→ **PROVIDED RECORDS**:
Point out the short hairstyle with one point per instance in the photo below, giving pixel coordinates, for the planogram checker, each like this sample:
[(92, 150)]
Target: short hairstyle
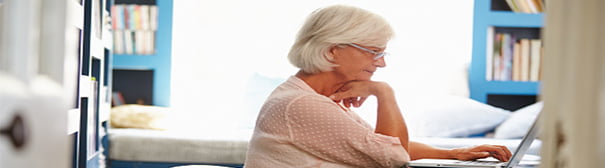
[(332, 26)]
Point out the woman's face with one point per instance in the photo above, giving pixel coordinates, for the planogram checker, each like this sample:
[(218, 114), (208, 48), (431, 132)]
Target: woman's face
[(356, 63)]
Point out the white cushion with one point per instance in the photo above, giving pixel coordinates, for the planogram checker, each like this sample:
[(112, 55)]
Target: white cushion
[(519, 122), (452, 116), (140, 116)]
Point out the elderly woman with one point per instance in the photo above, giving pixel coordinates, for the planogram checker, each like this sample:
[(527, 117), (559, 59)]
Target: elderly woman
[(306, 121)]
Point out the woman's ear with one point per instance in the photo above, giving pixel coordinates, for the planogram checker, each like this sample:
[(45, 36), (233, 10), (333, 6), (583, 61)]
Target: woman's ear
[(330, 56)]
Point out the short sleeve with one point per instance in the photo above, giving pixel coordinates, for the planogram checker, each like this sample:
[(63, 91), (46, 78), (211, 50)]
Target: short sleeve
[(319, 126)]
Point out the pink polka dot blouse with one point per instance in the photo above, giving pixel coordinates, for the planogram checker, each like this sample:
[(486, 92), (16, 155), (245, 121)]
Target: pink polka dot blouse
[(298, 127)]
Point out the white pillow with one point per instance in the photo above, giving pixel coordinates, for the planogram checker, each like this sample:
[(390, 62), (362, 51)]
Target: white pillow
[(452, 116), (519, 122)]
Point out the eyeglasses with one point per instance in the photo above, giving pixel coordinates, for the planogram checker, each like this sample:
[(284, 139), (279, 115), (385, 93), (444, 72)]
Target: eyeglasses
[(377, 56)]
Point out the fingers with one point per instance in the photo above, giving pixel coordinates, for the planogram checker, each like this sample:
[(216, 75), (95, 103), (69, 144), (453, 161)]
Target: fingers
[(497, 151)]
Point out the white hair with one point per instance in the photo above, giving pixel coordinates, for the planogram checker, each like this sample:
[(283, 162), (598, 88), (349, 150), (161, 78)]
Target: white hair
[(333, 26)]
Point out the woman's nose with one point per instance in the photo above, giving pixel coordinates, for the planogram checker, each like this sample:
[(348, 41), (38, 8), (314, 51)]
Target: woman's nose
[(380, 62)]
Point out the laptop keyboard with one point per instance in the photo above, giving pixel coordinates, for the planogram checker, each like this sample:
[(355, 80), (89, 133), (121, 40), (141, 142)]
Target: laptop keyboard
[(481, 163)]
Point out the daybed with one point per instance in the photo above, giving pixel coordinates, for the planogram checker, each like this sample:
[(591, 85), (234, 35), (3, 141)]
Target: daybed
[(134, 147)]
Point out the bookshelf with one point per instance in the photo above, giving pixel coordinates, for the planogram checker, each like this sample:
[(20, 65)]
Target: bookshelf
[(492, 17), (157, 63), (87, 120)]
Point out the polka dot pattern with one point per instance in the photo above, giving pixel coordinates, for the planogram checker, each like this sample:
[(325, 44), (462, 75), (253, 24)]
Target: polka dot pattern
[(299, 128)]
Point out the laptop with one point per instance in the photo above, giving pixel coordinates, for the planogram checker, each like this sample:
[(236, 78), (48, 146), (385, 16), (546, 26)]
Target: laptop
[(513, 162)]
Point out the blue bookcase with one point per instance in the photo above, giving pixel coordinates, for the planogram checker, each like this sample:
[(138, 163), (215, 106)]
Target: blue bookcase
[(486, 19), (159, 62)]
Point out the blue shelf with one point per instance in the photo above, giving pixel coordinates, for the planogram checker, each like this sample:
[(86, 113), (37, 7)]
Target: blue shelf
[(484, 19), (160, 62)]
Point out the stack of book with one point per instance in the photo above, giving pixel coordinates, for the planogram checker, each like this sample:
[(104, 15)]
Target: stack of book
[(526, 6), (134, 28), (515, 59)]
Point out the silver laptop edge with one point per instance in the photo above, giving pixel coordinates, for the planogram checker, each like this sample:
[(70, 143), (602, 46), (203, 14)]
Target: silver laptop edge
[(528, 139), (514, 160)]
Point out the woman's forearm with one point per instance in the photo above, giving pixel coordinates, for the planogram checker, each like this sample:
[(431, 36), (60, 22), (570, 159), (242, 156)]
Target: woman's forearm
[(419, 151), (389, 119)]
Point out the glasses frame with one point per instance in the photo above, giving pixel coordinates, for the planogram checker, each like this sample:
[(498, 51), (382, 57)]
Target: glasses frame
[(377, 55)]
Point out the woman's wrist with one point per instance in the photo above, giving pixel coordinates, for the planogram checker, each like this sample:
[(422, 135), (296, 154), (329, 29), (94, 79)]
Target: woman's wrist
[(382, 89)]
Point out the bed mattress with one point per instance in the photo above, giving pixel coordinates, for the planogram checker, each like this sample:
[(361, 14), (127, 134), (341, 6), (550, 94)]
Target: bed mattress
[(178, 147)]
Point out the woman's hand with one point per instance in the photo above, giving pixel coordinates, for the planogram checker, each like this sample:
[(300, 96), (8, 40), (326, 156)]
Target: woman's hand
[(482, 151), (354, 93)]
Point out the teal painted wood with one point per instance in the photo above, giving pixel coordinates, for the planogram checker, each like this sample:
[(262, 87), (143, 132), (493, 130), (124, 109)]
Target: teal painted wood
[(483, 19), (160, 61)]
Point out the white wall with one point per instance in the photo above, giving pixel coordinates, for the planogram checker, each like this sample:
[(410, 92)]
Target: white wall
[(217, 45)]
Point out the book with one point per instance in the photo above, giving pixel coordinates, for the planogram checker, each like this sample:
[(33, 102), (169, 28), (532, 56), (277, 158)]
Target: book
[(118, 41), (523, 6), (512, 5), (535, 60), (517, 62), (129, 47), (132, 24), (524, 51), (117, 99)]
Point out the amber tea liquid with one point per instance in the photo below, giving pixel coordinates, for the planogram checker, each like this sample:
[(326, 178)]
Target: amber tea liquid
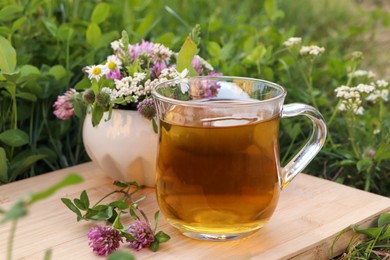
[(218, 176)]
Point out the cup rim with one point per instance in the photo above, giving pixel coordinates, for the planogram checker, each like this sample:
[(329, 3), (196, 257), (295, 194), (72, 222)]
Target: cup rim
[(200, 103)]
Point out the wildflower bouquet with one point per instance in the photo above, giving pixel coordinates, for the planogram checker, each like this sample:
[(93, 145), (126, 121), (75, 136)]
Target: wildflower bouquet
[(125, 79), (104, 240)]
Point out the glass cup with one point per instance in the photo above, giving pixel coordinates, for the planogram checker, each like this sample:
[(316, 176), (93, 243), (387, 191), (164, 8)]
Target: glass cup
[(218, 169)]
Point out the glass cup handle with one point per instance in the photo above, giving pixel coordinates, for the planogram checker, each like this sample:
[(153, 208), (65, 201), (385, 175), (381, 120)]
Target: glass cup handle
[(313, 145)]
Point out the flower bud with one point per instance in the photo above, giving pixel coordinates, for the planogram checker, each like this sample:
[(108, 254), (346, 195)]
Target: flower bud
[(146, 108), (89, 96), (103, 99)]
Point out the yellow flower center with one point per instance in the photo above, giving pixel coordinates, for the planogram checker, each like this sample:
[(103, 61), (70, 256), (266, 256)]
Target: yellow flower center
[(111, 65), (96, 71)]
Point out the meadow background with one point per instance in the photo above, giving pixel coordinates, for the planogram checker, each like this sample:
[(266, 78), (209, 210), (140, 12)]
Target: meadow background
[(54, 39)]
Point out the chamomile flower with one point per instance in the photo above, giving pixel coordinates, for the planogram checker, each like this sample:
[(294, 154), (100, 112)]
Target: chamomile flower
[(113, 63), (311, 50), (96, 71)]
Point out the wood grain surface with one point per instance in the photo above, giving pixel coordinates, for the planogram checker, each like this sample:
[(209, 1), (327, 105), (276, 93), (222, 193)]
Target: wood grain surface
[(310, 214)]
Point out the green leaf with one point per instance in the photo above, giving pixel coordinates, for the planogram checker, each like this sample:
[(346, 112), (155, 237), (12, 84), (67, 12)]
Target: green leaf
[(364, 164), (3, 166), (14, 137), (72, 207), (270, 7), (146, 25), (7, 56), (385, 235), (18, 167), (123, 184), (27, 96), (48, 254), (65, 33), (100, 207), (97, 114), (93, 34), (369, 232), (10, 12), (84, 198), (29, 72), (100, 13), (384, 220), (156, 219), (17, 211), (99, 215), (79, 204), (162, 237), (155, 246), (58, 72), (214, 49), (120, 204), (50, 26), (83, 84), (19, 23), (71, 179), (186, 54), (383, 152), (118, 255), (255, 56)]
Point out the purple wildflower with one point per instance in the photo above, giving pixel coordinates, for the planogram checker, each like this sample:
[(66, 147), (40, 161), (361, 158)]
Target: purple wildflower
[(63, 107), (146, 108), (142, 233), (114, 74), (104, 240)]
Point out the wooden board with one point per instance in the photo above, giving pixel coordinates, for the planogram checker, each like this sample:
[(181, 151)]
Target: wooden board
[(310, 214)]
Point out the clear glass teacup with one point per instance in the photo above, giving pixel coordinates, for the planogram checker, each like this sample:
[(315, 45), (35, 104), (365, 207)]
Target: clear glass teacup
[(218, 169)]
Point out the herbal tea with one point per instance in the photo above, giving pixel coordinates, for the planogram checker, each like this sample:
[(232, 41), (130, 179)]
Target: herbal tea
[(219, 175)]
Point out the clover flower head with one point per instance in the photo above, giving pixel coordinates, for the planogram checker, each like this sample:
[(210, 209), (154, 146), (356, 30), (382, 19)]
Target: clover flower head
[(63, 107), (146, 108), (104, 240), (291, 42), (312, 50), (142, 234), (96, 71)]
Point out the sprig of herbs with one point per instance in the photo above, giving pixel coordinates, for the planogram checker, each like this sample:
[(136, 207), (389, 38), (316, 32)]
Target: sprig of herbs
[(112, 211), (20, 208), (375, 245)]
* * *
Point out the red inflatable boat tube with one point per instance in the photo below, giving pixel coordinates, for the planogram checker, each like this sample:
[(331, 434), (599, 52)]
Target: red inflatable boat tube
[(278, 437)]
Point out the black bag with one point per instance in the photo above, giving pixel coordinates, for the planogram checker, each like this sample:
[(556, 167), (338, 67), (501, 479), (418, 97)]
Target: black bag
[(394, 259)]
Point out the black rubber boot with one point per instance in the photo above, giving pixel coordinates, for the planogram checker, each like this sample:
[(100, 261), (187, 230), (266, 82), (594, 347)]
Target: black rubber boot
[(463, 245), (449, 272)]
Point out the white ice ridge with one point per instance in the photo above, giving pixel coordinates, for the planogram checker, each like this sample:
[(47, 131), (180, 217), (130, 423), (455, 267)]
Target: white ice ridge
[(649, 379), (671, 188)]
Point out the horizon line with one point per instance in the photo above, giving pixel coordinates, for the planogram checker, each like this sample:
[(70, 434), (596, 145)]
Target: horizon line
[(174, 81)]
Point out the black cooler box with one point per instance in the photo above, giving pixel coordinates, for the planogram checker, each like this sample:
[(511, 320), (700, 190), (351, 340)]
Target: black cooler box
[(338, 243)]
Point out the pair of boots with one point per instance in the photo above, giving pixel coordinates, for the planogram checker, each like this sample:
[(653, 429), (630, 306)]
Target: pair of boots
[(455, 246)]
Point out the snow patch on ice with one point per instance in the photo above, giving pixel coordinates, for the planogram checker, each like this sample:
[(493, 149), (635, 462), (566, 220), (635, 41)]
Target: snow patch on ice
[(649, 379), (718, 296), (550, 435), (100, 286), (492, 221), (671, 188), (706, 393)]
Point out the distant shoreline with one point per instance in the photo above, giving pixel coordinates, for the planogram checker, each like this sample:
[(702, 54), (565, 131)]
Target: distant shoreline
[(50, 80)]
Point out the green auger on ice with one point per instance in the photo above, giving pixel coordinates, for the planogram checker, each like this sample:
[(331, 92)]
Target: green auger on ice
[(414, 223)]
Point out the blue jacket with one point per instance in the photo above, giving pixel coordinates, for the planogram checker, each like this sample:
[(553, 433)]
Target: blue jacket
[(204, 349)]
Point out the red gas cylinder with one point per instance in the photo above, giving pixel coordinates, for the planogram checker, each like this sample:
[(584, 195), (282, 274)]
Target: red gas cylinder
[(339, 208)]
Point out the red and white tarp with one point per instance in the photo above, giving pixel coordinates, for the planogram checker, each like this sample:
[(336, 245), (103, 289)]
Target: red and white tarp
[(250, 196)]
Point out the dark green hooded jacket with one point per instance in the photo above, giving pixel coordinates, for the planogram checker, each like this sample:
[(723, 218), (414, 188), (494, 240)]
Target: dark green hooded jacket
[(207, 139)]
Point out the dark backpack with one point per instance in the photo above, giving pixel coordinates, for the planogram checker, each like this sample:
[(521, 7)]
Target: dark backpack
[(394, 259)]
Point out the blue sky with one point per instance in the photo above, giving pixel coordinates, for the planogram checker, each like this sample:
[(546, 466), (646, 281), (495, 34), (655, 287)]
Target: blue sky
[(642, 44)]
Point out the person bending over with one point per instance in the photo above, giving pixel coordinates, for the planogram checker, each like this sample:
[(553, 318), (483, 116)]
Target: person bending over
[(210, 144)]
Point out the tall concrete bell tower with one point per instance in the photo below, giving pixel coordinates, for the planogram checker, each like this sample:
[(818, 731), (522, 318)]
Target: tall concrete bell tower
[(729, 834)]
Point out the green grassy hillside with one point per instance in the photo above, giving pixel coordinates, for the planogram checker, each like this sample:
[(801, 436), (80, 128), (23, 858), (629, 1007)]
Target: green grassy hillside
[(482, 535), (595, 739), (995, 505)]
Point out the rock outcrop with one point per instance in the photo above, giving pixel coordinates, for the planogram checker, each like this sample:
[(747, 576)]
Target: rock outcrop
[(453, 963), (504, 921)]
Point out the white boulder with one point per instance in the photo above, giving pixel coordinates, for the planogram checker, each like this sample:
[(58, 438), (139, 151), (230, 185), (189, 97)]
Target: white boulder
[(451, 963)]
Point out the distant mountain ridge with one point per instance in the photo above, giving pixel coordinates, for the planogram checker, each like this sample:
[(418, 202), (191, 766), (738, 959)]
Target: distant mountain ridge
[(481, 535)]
--
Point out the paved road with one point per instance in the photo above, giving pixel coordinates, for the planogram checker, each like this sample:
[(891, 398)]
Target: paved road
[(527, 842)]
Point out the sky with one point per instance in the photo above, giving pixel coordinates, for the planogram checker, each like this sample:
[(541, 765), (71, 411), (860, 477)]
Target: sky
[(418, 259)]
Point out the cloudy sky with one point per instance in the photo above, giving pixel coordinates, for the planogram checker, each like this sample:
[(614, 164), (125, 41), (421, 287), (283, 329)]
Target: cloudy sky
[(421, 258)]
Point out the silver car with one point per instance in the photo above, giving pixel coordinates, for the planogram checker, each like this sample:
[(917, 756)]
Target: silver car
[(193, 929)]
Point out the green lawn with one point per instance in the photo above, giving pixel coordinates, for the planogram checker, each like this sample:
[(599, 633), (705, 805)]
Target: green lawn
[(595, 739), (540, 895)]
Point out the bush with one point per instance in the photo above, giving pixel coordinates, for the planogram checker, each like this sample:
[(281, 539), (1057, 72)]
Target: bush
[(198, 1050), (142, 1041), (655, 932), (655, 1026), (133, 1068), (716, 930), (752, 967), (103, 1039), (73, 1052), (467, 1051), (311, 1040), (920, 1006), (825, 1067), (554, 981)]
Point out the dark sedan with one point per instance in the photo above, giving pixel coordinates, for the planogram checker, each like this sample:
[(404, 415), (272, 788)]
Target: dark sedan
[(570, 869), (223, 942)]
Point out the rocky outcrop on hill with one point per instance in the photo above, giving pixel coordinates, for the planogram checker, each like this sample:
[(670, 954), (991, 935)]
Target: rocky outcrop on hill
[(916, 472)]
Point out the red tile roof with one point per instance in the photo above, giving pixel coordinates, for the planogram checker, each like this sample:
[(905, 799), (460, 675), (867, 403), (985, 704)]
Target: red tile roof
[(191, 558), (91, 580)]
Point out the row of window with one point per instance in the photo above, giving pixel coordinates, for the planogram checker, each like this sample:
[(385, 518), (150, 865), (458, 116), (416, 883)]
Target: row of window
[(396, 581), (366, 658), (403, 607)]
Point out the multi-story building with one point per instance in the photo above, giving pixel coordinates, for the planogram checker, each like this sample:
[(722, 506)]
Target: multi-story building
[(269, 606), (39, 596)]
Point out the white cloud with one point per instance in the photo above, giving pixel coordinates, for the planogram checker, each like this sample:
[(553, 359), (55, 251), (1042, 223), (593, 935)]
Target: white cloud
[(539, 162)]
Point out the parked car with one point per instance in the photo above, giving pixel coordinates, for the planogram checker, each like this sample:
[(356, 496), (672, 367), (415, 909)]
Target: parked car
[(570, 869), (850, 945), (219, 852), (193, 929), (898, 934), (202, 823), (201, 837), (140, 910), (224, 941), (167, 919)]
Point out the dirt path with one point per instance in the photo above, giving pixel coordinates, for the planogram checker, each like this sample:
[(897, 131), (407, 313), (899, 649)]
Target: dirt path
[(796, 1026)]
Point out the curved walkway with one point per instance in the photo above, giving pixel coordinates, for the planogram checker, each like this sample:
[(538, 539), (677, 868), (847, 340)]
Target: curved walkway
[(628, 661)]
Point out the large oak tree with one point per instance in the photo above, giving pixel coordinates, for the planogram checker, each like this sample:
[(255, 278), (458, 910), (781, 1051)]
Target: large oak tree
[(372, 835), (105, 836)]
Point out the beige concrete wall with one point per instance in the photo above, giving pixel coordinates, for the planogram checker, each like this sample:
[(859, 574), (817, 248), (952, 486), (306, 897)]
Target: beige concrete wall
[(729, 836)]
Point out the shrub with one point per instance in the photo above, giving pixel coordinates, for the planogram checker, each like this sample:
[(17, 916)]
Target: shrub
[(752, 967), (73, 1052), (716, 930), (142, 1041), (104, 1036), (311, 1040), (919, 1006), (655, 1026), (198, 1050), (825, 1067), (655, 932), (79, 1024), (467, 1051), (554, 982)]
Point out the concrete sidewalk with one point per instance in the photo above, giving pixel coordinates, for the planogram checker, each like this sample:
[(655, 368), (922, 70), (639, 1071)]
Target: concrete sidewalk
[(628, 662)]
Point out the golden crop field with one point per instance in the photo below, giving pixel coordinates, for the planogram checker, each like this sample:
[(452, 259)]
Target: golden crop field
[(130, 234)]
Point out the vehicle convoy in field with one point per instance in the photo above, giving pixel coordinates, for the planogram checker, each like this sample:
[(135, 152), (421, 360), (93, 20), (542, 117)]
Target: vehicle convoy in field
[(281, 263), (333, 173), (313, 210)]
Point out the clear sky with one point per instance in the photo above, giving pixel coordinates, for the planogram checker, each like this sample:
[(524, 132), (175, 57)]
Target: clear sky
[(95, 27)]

→ **WHAT THE EXERCISE ASKS**:
Please reproduce everything from the row containing "Point out the fingers" down to the row containing "[(497, 151)]", substituting "thumbs" for "fingers" and leaving all else as it stands.

→ **EXPECTED ANSWER**:
Point out the thumbs with one point per instance in the photo above, giving pixel coordinates, for the planogram checker, each like this sample:
[(216, 75), (95, 103), (69, 144), (453, 161)]
Target: thumbs
[(497, 151)]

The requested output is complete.